[Set problem]:
Quote the lines below exactly, from the one that holds "background and give integer pixel coordinates." through the final line of the records, and only those.

[Source data]:
..........

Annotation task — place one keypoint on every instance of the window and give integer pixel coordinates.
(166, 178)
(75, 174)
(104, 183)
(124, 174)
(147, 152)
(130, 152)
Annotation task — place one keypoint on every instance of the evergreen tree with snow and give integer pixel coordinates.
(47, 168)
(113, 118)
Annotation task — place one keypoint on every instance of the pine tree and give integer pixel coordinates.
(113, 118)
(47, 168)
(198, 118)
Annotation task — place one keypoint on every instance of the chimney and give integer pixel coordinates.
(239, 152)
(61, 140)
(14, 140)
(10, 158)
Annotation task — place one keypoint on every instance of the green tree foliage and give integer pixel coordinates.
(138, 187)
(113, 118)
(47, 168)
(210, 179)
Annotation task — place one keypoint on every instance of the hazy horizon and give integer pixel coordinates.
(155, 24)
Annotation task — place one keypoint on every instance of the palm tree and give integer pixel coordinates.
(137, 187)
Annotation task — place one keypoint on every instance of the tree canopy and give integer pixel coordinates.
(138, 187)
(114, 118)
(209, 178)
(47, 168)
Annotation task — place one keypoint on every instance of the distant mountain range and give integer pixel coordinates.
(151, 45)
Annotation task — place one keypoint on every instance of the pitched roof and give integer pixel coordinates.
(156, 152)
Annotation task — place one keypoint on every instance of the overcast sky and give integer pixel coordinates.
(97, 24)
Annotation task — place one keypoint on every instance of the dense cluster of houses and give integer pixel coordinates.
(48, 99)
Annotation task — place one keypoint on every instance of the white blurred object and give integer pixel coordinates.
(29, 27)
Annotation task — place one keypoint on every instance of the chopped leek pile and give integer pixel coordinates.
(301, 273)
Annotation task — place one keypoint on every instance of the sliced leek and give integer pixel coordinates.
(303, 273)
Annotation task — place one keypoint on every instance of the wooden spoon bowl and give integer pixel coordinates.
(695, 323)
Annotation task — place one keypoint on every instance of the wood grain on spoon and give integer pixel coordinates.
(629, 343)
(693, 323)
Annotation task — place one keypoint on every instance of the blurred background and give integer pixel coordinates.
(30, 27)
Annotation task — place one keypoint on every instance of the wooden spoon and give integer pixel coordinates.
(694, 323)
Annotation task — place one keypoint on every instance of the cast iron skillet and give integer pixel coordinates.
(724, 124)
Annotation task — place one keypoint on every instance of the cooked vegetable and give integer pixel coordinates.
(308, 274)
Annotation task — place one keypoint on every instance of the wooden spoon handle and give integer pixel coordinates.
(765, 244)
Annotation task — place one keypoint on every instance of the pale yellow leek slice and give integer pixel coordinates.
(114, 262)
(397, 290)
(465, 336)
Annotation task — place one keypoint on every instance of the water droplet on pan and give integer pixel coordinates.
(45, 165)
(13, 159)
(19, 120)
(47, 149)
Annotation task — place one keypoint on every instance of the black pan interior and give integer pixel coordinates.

..........

[Exercise solution]:
Annotation task — place one keypoint on every instance of the blurred background and give integer pixel coordinates.
(30, 27)
Annotation task — place one keypoint on every instance of the wooden spoon and give integer pixel coordinates.
(694, 323)
Annotation task — place one keypoint on every instance of the cast iron skillet and give integer pixel coordinates.
(724, 124)
Annotation task — place one keypoint on every instance of the cooked vegetable and give integer pixel coordinates.
(308, 274)
Annotation task — place one keypoint on every instance of the wooden spoon handle and give integer pixel coordinates.
(765, 244)
Annotation task — place one keypoint on every instance of the pale yellow leek slice and give integer pixel coordinates.
(114, 262)
(397, 290)
(465, 336)
Annotation task — place one keypoint on every instance of the water droplet on pan and give integer pixel coordinates.
(45, 165)
(13, 159)
(19, 120)
(47, 149)
Annotation task — place one keypoint on every instance of the black pan interior and give integer pixel coordinates.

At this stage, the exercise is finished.